Problem statement —
Please retype the items below, from their first line through the line containing "MULTIPOLYGON (((60 147, 85", inclusive, without changing any character.

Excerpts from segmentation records
Begin

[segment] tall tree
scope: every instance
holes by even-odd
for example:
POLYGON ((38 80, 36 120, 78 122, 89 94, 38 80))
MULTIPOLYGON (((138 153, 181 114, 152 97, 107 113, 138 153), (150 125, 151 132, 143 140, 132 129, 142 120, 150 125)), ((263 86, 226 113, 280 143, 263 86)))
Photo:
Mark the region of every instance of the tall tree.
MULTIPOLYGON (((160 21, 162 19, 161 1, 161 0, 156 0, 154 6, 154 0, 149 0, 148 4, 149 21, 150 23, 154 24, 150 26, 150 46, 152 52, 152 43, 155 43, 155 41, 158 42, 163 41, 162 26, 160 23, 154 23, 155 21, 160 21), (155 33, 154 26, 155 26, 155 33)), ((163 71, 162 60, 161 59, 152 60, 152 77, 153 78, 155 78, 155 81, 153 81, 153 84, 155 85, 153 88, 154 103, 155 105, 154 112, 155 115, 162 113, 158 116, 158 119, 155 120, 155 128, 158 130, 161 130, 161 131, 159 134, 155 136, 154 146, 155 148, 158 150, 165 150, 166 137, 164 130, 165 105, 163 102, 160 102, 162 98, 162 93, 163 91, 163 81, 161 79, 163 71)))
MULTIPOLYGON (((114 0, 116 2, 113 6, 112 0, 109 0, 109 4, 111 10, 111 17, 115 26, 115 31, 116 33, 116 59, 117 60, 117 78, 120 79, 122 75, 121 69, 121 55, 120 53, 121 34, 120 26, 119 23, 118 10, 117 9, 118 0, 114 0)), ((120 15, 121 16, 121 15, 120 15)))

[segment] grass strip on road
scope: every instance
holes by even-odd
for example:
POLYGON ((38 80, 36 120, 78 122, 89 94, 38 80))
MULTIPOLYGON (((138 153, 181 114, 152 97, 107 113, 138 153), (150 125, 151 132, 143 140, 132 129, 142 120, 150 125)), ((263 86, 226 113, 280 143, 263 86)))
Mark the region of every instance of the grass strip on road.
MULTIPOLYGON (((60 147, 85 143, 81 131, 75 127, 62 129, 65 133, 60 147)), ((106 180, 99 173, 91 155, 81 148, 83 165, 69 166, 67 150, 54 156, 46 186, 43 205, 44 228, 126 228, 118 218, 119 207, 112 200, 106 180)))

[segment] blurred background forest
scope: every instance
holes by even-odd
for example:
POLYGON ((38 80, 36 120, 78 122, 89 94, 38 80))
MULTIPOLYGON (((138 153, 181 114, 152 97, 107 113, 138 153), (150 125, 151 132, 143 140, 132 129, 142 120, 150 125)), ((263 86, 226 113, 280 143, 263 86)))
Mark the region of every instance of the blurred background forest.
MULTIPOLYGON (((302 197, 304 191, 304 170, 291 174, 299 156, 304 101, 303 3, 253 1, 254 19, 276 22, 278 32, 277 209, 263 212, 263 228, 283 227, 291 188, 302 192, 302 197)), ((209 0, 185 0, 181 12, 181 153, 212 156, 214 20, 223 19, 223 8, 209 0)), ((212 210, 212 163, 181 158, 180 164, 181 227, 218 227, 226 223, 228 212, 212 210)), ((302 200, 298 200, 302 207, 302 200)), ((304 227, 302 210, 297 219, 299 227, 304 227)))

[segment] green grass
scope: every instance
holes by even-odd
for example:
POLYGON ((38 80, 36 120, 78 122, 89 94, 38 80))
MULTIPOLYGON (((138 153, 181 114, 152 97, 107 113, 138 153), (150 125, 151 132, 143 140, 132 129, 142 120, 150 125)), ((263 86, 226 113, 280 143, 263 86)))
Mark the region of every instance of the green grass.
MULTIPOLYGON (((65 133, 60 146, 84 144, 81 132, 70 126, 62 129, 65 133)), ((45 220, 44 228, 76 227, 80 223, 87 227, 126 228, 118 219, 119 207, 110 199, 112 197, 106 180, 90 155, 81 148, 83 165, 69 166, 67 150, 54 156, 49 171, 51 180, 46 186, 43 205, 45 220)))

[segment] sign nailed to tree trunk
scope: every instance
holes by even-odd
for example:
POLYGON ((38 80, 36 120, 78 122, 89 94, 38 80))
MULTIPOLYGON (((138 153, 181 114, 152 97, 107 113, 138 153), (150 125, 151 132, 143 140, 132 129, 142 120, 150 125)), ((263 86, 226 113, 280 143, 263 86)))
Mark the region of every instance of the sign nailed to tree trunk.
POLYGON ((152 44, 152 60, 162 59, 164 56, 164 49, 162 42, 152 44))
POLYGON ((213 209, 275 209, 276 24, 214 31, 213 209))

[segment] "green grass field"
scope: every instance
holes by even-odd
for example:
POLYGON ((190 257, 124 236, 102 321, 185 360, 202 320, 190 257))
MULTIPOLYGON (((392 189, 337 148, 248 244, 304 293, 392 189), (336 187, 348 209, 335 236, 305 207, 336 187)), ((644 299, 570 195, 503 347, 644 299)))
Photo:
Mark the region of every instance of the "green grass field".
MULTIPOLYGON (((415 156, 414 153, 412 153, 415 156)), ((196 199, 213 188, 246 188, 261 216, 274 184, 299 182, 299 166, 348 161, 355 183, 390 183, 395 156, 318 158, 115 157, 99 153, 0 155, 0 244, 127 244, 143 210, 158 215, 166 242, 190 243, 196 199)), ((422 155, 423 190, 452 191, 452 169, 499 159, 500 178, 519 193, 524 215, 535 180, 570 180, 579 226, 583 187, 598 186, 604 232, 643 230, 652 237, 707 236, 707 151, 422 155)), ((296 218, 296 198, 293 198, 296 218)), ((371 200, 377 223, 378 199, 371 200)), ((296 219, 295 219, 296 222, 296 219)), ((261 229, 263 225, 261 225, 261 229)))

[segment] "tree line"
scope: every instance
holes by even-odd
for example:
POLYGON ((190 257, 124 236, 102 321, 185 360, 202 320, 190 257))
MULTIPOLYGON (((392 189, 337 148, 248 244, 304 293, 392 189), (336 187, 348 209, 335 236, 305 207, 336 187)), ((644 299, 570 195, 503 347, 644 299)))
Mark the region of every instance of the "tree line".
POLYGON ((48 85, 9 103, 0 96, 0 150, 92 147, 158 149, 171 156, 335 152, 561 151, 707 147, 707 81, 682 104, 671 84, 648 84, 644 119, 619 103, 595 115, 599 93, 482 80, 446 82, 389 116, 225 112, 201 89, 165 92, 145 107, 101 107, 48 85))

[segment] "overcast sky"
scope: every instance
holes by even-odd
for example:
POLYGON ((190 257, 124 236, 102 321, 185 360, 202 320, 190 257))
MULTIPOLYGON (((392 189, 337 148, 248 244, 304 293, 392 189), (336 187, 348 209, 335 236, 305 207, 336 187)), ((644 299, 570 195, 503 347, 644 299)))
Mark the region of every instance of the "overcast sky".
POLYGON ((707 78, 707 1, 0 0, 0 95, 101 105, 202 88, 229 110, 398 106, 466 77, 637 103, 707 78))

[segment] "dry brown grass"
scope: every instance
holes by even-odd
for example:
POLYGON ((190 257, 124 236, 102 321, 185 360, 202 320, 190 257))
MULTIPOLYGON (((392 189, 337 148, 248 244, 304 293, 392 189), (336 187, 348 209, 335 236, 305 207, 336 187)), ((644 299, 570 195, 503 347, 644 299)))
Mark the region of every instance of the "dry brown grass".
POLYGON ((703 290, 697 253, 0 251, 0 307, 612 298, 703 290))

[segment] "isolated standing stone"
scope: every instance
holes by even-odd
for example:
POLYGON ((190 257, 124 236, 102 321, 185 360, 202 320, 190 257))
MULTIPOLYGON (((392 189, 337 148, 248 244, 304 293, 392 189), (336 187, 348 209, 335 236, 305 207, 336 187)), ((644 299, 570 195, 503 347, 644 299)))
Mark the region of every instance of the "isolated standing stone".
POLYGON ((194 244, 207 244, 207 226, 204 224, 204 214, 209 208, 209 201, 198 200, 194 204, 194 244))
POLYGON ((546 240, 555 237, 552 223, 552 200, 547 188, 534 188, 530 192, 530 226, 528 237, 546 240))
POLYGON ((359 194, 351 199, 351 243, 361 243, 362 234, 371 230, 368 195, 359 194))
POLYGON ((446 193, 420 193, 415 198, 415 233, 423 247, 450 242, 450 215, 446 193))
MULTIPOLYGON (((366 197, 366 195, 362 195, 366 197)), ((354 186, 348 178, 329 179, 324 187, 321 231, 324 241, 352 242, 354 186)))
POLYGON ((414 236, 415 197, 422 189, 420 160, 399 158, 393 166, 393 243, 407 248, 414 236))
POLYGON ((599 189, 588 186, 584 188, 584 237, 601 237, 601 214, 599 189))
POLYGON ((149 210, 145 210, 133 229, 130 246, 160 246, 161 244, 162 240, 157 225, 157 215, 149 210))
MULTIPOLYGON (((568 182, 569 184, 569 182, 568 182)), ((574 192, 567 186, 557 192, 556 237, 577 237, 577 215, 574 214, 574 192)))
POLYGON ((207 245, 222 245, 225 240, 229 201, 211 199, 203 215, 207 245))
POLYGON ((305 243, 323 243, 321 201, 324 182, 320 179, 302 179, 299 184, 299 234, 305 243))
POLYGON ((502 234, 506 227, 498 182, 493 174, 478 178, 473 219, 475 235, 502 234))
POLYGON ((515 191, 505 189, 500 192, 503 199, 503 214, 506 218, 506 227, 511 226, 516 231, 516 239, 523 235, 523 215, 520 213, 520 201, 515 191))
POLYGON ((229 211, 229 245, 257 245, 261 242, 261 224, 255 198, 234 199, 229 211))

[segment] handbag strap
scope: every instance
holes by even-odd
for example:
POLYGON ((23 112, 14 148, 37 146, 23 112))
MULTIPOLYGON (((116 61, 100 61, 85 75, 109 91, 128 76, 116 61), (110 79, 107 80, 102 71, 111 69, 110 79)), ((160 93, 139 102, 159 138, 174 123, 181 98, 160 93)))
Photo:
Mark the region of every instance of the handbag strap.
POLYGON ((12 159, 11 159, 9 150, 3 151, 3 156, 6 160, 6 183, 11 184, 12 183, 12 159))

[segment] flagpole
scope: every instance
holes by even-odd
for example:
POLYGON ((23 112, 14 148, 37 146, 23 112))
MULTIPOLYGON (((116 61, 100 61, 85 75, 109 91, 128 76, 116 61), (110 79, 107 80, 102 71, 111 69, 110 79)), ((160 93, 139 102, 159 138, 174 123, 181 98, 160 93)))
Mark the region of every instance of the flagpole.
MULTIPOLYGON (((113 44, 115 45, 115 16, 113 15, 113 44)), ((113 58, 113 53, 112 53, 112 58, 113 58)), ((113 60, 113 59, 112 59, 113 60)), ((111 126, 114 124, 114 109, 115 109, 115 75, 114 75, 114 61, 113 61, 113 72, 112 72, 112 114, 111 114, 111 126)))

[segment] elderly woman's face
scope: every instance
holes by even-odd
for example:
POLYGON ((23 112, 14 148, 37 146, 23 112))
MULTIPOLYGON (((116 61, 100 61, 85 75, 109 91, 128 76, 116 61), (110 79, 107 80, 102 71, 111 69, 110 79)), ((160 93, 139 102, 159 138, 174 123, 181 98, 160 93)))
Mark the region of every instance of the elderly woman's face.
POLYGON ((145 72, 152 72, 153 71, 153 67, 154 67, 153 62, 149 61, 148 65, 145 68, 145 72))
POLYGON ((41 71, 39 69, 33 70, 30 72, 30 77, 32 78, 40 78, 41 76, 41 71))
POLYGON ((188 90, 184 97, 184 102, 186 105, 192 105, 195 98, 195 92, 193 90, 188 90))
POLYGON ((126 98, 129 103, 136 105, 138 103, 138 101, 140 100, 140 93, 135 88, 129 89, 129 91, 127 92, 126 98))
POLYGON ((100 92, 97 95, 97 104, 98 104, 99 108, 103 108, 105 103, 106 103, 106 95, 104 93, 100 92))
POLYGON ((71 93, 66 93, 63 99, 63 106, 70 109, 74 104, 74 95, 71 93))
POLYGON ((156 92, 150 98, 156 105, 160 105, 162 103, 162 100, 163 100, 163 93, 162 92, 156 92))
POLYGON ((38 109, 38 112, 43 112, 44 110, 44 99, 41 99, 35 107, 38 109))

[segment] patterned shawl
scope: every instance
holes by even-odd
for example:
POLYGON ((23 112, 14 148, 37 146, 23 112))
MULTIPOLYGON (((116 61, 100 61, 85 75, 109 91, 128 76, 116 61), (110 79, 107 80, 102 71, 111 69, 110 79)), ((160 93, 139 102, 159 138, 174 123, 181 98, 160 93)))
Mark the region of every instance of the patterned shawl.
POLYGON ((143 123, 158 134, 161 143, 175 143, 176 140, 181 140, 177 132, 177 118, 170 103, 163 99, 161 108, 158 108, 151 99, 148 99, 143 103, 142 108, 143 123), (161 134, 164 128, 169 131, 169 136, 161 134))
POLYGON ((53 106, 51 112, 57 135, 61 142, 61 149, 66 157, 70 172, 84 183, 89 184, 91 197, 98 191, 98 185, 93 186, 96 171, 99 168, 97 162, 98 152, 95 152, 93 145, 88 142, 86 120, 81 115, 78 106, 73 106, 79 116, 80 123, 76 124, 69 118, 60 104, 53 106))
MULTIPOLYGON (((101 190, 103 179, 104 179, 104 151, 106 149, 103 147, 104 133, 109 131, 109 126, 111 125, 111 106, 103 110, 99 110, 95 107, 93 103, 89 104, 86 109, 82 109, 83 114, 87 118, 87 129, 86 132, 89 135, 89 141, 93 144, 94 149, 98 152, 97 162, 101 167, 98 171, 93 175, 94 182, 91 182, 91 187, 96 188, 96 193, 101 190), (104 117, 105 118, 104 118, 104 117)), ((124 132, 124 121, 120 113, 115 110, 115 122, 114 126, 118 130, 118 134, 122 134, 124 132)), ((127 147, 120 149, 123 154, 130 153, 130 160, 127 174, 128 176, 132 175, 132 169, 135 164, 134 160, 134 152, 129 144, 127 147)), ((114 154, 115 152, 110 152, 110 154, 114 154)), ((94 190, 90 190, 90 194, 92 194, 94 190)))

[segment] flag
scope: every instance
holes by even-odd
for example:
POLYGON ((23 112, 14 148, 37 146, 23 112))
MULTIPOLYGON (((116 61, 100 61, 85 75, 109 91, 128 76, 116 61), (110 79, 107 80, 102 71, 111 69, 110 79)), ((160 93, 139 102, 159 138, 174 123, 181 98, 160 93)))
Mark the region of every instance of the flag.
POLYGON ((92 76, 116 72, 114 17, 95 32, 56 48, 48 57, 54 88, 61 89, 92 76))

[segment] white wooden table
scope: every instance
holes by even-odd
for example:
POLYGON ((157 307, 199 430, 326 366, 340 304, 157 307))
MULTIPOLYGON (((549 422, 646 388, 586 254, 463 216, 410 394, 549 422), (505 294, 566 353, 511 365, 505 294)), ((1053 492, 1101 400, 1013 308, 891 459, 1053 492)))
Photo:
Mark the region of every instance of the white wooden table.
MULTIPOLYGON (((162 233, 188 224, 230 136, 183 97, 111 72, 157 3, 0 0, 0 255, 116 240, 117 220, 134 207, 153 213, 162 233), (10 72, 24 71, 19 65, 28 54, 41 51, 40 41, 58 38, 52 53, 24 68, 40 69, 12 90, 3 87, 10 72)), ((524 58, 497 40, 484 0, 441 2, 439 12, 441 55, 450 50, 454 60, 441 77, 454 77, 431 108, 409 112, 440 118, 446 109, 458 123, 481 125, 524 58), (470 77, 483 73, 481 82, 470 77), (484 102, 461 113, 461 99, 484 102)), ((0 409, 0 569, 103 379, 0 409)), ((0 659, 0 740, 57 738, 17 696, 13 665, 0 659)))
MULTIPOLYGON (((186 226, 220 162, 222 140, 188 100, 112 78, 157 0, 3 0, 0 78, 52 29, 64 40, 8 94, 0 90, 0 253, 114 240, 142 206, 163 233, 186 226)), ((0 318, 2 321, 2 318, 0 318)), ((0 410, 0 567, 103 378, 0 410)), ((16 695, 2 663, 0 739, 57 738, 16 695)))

End

Result of the exercise —
[segment] tall tree
scope: every instance
holes by even-odd
for example:
POLYGON ((38 80, 36 120, 78 122, 89 94, 38 80))
MULTIPOLYGON (((138 153, 181 114, 152 97, 107 113, 138 153), (150 125, 151 132, 143 140, 132 129, 142 120, 150 125)), ((263 86, 226 113, 280 143, 263 86)))
Photo:
Mark the region of every instance of the tall tree.
MULTIPOLYGON (((160 21, 162 19, 161 1, 161 0, 156 0, 154 6, 154 0, 149 0, 148 4, 149 21, 150 23, 154 24, 150 26, 150 46, 152 52, 152 43, 155 43, 155 41, 158 42, 163 41, 162 26, 160 23, 154 23, 155 21, 160 21), (155 33, 154 26, 155 26, 155 33)), ((163 71, 162 60, 161 59, 152 60, 152 77, 153 78, 155 78, 155 81, 153 81, 153 84, 155 85, 153 88, 154 103, 155 105, 154 112, 155 115, 162 113, 158 116, 158 119, 155 120, 155 128, 158 130, 161 130, 161 131, 159 134, 155 136, 154 146, 155 148, 158 150, 165 150, 166 137, 164 130, 165 105, 163 102, 160 102, 162 98, 162 93, 163 91, 163 81, 161 79, 163 71)))
MULTIPOLYGON (((114 0, 116 2, 113 6, 112 0, 109 0, 109 4, 111 10, 111 17, 115 26, 115 31, 116 33, 116 59, 117 60, 117 78, 120 79, 122 75, 121 69, 121 55, 120 53, 121 34, 120 26, 119 23, 118 10, 117 9, 118 0, 114 0)), ((120 15, 121 16, 121 15, 120 15)))

[segment] grass strip on road
scope: every instance
holes by even-odd
for example:
POLYGON ((38 80, 36 120, 78 122, 89 94, 38 80))
MULTIPOLYGON (((138 153, 181 114, 152 97, 107 113, 138 153), (150 125, 151 132, 143 140, 132 129, 142 120, 150 125)), ((263 86, 226 113, 280 143, 263 86)))
Mark the region of every instance of the grass strip on road.
MULTIPOLYGON (((60 147, 85 143, 81 131, 75 127, 62 129, 65 133, 60 147)), ((106 180, 99 173, 91 155, 81 148, 83 165, 69 166, 67 150, 54 156, 46 186, 43 205, 44 228, 126 228, 118 218, 119 207, 112 200, 106 180)))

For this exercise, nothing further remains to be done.